6.3 Determinism Requirements

  • All execution engines must write via unified StateKey/StateValue interface;
  • No wall clock, no external randomness during execution;
  • Identical block + identical state must produce identical roots.

6.4 Errors and Block Rejection

  • Root mismatch: Block rejected.
  • Storage errors: Logged with opaque messages to clients; detailed errors server-side only.
  • Resource exhaustion: Degrade gracefully (pause Aux derivation), never break QMDB atomicity.

7. Auxiliary Indexes (Rebuildable)

7.1 Index Schemas

  • tx_index: tx_hash → TransactionLocation { block_hash, tx_index }
  • tx_receipts: tx_hash → TransactionReceipt { ... }
  • Event indexes: Per-actor event lists (in state_db as ActorEventList)

7.2 Construction

After block commit, scan transactions and receipts to update auxiliary indexes. Updates can lag behind finalization without affecting consensus.

7.3 Rebuild

Full rebuild by replaying Ledger from genesis. Incremental rebuild from last consistent height.

8. Snapshots and Sync

8.1 Sync Modes

  • Full node sync: Replay Ledger from genesis or trusted snapshot.
  • Fast sync: Download QMDB state at height H, verify root matches block header, replay from H.
  • Light client: Maintain block header chain; verify state via Merkle proofs (/proof/* endpoints).

Collected data

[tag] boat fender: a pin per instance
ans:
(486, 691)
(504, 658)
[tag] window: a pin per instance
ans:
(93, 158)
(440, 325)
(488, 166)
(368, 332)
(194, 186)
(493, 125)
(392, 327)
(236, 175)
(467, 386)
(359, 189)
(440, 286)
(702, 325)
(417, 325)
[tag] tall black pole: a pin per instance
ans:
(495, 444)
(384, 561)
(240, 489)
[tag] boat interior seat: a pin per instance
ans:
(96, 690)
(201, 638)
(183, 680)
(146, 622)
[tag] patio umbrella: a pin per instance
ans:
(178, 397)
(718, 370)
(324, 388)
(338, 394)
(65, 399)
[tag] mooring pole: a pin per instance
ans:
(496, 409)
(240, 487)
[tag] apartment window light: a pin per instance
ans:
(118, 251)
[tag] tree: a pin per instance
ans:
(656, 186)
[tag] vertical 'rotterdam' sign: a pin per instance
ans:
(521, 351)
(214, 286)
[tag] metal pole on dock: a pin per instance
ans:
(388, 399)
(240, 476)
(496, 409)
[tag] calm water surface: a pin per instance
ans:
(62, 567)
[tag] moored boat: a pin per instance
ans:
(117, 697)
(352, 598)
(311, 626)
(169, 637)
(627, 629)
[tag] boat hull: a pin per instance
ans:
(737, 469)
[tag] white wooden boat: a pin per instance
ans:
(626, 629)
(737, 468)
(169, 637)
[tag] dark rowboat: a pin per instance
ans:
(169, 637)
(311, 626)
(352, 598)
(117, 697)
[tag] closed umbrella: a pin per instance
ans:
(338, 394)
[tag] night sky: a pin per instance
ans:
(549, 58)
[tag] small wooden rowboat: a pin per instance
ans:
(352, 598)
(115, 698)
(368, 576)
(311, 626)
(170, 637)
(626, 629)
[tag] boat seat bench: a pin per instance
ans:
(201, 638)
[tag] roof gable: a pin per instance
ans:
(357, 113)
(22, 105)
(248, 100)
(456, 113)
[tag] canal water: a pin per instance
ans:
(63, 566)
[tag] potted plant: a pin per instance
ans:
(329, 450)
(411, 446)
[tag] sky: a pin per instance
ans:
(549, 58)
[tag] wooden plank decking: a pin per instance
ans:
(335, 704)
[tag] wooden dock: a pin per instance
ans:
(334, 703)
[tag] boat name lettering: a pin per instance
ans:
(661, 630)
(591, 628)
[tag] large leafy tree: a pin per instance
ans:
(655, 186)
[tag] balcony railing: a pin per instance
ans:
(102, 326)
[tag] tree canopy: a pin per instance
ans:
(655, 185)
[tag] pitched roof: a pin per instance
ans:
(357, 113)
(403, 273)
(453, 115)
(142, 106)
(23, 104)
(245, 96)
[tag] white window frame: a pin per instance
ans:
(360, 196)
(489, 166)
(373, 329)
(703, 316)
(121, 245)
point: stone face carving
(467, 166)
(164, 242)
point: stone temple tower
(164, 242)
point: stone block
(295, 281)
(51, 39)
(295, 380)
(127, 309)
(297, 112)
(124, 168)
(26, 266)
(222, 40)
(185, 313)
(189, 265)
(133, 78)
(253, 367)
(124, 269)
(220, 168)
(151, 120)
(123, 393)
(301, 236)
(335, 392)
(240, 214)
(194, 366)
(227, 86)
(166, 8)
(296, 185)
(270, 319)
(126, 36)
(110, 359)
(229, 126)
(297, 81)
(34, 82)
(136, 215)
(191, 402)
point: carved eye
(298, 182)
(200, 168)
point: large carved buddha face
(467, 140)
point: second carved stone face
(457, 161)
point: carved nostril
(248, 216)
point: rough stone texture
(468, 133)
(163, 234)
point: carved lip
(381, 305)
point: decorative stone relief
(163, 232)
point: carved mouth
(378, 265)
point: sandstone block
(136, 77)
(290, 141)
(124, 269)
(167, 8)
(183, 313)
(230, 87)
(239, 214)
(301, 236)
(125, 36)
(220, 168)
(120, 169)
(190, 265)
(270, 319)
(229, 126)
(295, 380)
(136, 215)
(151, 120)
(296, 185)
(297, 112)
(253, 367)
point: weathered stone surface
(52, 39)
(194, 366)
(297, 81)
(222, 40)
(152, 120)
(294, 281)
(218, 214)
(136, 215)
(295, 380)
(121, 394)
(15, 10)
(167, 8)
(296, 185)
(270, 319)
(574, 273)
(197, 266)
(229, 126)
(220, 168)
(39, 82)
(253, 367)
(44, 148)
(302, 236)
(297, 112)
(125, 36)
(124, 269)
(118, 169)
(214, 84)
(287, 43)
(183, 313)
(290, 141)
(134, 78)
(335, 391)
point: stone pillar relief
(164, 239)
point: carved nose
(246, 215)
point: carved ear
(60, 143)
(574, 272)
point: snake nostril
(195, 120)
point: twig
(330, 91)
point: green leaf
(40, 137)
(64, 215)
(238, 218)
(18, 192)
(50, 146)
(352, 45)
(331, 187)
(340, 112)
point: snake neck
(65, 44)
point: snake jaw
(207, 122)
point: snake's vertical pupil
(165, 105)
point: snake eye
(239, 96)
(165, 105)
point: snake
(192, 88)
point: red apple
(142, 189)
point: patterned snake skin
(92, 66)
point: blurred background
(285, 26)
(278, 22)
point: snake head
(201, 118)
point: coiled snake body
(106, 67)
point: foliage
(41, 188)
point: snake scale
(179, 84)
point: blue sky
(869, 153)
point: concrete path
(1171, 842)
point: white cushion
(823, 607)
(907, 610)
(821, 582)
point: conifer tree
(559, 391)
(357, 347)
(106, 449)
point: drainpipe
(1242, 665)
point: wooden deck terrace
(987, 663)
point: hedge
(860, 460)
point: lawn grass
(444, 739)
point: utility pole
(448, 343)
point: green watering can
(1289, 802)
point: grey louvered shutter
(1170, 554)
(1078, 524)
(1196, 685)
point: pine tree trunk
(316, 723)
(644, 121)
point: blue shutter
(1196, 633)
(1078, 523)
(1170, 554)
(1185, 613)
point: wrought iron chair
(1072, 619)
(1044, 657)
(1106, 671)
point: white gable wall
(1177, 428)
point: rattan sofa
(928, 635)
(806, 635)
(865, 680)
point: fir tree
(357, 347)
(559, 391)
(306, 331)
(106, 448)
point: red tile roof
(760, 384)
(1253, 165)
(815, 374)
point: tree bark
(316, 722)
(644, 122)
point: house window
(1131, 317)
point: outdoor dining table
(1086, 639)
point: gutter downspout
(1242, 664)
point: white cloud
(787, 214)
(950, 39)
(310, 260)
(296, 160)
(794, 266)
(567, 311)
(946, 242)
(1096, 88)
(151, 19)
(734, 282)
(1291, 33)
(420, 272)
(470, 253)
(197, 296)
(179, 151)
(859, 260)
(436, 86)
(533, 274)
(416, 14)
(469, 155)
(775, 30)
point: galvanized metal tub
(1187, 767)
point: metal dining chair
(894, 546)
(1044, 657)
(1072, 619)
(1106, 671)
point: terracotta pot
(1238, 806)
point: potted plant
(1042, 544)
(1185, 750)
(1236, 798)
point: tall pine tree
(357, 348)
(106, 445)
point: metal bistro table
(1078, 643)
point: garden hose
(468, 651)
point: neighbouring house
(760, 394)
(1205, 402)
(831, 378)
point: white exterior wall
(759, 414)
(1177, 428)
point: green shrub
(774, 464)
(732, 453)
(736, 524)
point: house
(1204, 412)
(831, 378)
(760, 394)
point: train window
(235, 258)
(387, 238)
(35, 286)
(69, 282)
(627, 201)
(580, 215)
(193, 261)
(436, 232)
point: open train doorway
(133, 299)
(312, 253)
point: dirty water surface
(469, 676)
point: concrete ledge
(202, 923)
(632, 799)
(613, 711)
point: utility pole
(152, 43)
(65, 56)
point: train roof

#### Task:
Could you transcribe the stretch of the spec excerpt above from "8. Snapshots and" through "replay from H."?

#### Output for this task:
8. Snapshots and Sync

8.1 Sync Modes

  • Full node sync: Replay Ledger from genesis or trusted snapshot.
  • Fast sync: Download QMDB state at height H, verify root matches block header, replay from H.